**TASK DETAILS:** Whichever lines of the material contain "Target", copy each of them.

**DATA FOR ANALYSIS:**
=== Begin Enclosure ===

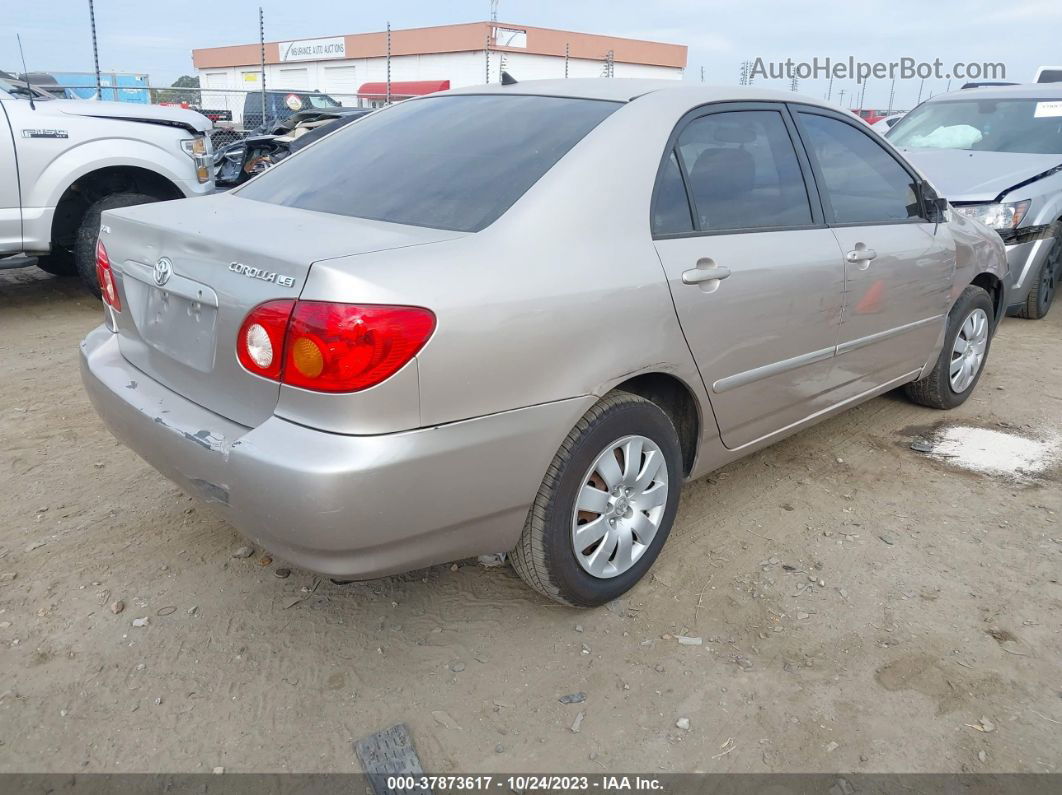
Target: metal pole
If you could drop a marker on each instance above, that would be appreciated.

=== End Enclosure ===
=== Begin Enclosure ===

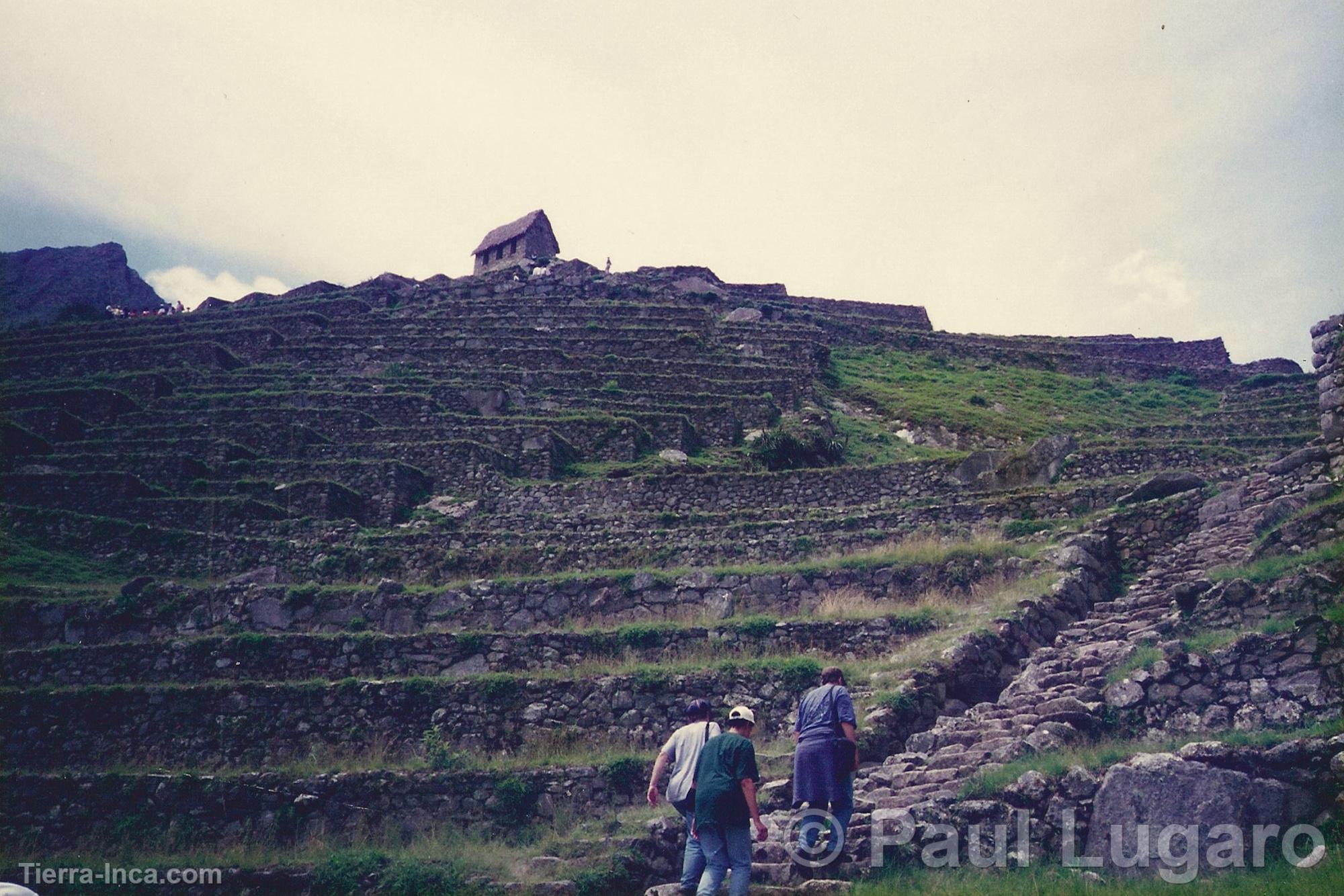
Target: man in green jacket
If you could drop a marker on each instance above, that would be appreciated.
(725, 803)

=== End Enclosure ===
=== Begin Enclosure ===

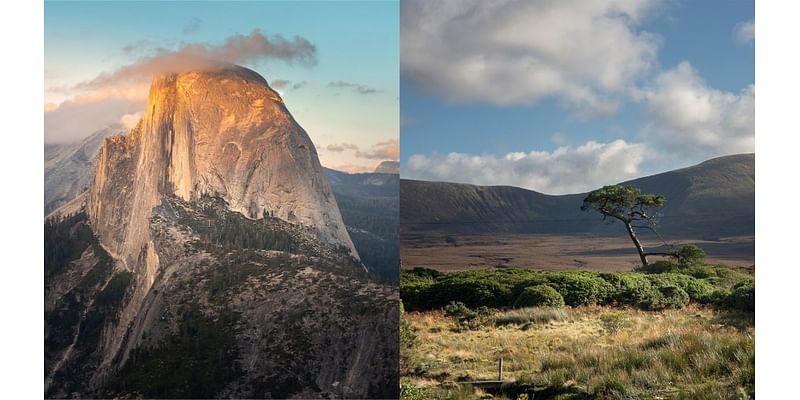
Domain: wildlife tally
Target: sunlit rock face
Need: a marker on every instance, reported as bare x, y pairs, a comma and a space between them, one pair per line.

=== End Enclosure ===

**SOLUTION TO THE EXERCISE:**
Target: metal pole
Target: man in green jacket
Target: sunlit rock face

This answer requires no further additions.